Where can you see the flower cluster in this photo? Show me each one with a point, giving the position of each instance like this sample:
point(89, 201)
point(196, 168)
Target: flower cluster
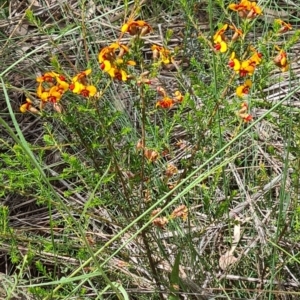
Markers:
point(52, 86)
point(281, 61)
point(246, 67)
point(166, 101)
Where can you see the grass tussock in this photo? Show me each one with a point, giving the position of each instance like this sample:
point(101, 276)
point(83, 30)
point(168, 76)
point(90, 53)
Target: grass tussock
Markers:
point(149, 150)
* * *
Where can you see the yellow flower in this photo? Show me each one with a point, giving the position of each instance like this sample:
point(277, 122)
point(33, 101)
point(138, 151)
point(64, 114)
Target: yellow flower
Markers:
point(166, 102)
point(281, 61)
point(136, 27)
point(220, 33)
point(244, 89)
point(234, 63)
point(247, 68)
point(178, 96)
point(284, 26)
* * *
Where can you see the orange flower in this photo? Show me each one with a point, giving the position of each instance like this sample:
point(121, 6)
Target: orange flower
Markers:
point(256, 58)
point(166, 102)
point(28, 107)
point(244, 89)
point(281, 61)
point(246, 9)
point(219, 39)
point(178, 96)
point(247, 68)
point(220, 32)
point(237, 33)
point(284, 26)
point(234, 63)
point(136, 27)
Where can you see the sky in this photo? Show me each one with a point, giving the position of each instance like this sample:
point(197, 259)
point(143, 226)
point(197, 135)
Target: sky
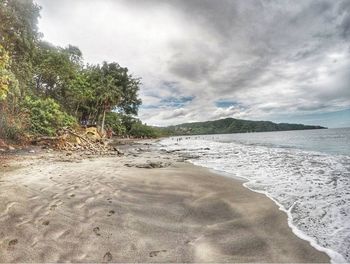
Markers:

Exercise objective |
Copy the records from the line with "Where can you see the flower" up to and including the line with "point(149, 150)", swapping "grass tussock" for "clump of grass" and leaving everything else as it is. Give only those lines, and omit the pictures.

Answer below |
Where can you see the flower cluster in this photo? Show me each one with a point, giving the position of each instance like this sample:
point(89, 201)
point(196, 168)
Target: flower cluster
Markers:
point(52, 86)
point(281, 61)
point(246, 67)
point(166, 101)
Where can you see the clump of grass in this photo? Show me each one with a point, giving the position of each instance like this sample:
point(101, 276)
point(83, 30)
point(168, 76)
point(90, 53)
Target: clump of grass
Markers:
point(149, 150)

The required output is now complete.